Please list each line of the entries below that contains the word "background", copying every such line in full.
──────── Record excerpts
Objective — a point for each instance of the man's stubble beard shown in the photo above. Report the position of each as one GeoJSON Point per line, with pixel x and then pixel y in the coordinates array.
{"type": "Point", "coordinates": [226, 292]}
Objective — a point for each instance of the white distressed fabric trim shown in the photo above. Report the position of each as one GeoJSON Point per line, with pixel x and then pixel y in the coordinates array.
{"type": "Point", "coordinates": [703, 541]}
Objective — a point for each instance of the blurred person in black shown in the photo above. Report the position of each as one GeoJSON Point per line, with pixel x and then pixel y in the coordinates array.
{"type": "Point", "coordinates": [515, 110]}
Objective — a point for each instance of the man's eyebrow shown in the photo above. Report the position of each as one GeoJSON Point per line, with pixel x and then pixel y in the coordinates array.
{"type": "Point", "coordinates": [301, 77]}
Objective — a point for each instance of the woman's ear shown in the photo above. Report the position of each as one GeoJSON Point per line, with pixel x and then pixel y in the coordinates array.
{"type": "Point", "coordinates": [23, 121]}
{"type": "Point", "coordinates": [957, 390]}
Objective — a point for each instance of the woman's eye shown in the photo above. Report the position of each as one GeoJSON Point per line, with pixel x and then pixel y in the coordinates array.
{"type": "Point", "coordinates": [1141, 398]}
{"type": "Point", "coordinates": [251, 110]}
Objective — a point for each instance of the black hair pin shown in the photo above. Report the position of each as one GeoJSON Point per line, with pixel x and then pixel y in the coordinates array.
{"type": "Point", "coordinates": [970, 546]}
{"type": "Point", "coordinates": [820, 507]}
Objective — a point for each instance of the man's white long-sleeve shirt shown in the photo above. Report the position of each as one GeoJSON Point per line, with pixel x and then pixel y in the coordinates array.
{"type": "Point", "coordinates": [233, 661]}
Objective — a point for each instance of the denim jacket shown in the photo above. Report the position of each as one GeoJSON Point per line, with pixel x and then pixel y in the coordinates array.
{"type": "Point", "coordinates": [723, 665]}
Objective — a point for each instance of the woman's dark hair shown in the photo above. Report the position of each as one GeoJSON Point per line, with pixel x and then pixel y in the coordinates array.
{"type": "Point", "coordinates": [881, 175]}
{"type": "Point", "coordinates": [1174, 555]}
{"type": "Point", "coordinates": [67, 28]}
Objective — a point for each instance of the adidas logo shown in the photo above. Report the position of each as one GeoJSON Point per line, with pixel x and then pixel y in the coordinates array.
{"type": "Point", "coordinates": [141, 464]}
────────────────
──────── Record excerpts
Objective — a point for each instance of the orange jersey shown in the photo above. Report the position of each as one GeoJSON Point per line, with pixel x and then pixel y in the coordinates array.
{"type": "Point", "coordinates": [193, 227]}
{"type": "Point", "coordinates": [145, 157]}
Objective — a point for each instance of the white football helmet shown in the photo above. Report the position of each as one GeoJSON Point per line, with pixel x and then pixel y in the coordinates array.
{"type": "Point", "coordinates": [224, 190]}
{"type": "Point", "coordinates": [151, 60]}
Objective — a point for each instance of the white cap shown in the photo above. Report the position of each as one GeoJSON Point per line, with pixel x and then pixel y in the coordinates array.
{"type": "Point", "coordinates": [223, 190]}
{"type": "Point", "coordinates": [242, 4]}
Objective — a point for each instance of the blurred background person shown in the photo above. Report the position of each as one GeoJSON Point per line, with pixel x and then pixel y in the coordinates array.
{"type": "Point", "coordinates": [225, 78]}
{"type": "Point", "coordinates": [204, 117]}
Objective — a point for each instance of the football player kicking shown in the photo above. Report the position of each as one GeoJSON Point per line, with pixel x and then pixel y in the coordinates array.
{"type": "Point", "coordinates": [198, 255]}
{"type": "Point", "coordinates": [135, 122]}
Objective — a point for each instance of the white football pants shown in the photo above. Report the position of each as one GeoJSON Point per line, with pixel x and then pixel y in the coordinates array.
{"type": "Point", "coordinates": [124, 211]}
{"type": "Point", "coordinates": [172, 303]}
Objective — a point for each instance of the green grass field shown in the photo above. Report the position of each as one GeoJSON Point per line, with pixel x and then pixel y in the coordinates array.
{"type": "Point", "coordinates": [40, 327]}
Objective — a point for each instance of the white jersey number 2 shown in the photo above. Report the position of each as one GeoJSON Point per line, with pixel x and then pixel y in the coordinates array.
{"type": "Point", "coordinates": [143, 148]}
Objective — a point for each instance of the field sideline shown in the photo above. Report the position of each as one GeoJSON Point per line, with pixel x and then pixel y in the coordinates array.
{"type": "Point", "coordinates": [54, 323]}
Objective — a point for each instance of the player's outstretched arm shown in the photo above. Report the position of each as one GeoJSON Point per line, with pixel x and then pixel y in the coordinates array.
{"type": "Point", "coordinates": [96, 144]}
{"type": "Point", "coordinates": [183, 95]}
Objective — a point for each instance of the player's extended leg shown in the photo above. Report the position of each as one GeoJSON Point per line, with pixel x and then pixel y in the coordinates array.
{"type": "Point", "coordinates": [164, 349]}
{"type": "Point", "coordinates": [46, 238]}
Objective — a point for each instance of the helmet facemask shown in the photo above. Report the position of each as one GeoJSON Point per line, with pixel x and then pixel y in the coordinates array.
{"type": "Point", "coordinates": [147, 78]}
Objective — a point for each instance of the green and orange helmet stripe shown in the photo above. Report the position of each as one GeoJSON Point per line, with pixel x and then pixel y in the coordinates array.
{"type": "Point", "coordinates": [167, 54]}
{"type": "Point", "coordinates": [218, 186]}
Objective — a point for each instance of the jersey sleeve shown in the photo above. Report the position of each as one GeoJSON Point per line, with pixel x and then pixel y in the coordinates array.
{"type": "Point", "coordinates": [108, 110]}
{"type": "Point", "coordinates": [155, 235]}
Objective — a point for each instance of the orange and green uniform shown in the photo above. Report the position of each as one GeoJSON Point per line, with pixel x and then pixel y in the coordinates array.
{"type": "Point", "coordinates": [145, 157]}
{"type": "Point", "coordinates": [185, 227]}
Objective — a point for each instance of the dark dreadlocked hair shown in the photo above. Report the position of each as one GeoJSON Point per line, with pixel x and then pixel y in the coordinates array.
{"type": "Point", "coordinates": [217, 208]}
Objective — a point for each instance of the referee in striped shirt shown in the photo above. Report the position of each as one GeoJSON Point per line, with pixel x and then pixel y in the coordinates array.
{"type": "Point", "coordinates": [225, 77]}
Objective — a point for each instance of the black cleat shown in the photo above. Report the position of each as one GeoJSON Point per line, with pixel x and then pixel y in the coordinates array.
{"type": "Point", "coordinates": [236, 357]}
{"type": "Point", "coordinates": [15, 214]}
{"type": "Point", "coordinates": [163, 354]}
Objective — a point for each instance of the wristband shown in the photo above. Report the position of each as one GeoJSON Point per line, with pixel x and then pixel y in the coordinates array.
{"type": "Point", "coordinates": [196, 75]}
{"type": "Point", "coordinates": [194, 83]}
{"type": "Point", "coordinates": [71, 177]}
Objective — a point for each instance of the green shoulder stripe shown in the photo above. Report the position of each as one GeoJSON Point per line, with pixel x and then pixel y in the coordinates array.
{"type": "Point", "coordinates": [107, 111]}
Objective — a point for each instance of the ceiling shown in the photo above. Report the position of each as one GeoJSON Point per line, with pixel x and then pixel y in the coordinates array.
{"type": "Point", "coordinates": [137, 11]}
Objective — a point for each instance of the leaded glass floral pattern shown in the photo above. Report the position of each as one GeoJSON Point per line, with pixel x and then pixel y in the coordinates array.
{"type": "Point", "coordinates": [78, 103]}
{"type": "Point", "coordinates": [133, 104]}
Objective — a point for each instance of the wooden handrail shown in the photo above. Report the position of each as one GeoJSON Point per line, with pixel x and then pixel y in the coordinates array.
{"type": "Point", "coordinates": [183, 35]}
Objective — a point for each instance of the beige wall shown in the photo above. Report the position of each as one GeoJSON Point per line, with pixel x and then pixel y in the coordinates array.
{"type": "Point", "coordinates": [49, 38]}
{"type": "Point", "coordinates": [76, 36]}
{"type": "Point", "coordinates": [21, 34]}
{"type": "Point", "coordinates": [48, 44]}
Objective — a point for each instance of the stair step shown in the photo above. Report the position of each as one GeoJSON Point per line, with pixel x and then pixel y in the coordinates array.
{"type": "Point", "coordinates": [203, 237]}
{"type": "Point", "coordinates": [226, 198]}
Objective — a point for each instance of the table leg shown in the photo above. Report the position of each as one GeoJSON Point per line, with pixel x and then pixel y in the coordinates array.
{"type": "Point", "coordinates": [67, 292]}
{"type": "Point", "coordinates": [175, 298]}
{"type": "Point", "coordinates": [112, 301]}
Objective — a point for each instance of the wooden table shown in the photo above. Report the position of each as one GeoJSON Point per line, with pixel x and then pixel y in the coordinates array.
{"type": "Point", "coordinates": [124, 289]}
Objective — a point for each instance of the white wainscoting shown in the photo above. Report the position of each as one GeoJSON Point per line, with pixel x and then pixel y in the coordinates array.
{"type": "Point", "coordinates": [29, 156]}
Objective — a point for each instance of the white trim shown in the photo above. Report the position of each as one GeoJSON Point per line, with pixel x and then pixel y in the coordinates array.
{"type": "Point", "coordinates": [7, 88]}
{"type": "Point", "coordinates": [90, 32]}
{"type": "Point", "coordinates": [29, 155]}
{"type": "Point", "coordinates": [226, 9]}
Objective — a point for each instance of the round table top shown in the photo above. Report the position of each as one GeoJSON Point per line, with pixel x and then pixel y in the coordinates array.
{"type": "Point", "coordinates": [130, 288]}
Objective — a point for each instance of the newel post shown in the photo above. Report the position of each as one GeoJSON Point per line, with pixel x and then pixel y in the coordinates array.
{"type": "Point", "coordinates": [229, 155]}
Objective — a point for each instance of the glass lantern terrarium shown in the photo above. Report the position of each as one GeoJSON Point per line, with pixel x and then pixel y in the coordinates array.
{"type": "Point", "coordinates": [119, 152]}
────────────────
• [Full output]
Objective — a point for each instance of the blurred background person shown in the photo above. Report the position of each as one GeoJSON Point per line, with pixel x and then pixel y in the coordinates array.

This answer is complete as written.